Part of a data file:

╔══

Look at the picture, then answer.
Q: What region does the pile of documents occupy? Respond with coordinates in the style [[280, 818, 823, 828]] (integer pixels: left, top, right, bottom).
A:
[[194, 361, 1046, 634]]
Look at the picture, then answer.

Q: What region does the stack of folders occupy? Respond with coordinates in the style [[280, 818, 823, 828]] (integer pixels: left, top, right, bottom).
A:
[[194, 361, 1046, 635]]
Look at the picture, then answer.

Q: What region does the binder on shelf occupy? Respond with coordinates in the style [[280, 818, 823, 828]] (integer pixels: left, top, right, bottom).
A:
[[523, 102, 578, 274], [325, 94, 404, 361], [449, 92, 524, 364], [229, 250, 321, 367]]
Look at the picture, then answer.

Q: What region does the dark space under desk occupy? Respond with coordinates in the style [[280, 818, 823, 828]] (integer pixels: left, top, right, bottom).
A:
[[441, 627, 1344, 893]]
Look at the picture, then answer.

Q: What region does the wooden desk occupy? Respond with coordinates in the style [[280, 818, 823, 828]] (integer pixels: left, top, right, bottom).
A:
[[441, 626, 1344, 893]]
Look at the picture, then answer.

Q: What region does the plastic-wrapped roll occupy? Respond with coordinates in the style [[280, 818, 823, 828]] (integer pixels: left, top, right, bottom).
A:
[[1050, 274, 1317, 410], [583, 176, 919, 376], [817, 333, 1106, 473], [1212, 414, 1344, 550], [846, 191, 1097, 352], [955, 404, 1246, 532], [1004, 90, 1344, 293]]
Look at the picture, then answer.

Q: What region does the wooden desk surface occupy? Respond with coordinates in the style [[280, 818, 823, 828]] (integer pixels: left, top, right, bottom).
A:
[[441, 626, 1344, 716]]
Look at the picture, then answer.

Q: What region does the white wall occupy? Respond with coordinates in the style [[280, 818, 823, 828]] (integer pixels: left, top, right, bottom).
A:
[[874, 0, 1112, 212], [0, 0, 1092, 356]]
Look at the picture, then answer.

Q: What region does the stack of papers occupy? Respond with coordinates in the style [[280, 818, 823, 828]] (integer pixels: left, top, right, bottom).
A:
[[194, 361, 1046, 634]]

╚══

* _Objective_:
Please rewrite all the items above, swapping each "wooden desk" for "office desk" and keeping everything else unchanged.

* _Worked solution_:
Look at the picture, then answer.
Q: What region does the pile of documents occupy? Respond with coordinates in the style [[280, 818, 823, 828]] (integer pixels: left, top, right, bottom).
A:
[[194, 361, 1046, 634]]
Look at the picture, then answer.

Q: What region does the stack of folders occupy? Respond with coordinates in the style [[280, 818, 823, 828]] (integer pixels: left, top, right, bottom).
A:
[[194, 361, 1046, 635]]
Look at the picture, then answer.

Q: What region does the binder on shelf occupy? Respond with coordinates in the style [[280, 818, 823, 828]] (integer pixels: left, top, right, bottom).
A:
[[523, 102, 578, 274], [325, 94, 404, 361], [449, 92, 524, 364], [229, 250, 321, 367]]
Look at the picture, then answer.

Q: What region does the dark space under desk occupy? Respond with coordinates in the style [[280, 818, 823, 828]] (integer pixels: left, top, right, bottom).
A:
[[441, 627, 1344, 893]]
Look at the picture, then answer.

Q: What region does the office desk occupy? Respond with coordinates in the style [[280, 818, 823, 828]] (integer pixels: left, top, right, bottom).
A:
[[441, 626, 1344, 893]]
Look at the picture, then answer.

Q: What region does the plastic-wrapped roll occupy? Respond with coordinates in the style [[280, 818, 823, 828]] (integer pixels: left, top, right, bottom).
A:
[[1050, 274, 1317, 410], [583, 176, 919, 376], [817, 333, 1106, 473], [1212, 414, 1344, 550], [846, 191, 1097, 352], [955, 404, 1246, 532], [1004, 90, 1344, 293]]
Look at the picture, then answer.

Q: What region does the office desk surface occupy? Respond with coordinates in the style [[280, 818, 823, 828]] (integer pixels: left, top, right, bottom).
A:
[[441, 626, 1344, 716]]
Look at the picture, then answer.

Q: What region does the white wall occupy? Respond with coordinates in the style [[280, 818, 823, 828]] (integer pixels: left, top, right, bottom).
A:
[[874, 0, 1112, 212], [0, 0, 1092, 356]]
Look at the picture, then answer.

Q: What region does the stack of papers occupy? Respond with coordinates in the style [[280, 818, 823, 828]] (integer pixels: left, top, right, bottom).
A:
[[194, 361, 1046, 634]]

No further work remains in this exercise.